◆ **Task requirements**
Extract every line of the data below that contains the word "with". Case counts.

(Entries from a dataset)
* BEGIN *
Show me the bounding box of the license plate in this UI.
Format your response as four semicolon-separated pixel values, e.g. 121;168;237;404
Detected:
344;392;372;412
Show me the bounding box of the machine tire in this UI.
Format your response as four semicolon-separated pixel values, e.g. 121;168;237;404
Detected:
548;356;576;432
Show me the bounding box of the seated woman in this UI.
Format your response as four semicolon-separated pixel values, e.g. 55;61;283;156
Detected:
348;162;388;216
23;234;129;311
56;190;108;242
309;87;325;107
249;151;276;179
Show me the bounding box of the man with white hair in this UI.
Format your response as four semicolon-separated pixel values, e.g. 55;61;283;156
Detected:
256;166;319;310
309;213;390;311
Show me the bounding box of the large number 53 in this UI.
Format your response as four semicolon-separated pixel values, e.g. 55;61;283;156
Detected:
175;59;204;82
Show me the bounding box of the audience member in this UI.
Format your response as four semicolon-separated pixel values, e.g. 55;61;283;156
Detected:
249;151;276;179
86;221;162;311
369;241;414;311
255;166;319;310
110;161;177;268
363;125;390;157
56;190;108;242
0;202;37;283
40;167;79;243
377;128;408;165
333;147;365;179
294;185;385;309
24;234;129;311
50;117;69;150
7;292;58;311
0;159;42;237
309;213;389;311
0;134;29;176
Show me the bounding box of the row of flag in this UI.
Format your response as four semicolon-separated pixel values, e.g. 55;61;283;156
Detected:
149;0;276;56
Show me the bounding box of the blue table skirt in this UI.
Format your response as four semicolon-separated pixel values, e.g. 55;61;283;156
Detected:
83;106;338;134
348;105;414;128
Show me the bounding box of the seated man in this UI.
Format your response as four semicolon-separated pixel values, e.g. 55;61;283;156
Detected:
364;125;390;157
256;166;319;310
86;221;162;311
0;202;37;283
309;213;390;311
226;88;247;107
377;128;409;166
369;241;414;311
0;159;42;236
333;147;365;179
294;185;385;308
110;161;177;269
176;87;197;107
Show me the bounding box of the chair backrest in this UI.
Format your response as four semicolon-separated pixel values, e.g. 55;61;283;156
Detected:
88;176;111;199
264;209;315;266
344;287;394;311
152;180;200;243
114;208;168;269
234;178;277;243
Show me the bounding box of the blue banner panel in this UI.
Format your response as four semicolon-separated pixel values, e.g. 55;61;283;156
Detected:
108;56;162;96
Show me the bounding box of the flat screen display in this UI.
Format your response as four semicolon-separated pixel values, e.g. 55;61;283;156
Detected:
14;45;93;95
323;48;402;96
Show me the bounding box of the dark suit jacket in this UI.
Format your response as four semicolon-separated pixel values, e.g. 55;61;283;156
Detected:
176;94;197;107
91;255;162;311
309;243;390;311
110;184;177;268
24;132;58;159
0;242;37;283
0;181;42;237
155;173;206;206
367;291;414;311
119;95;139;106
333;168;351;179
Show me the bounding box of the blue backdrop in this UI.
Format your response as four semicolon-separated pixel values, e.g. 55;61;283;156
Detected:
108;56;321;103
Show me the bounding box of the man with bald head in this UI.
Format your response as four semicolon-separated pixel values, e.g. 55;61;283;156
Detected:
* END *
◆ **Complete output**
Show me the bounding box of the man with white hair in this UI.
Show me the bounding box of the man with bald head in this UI.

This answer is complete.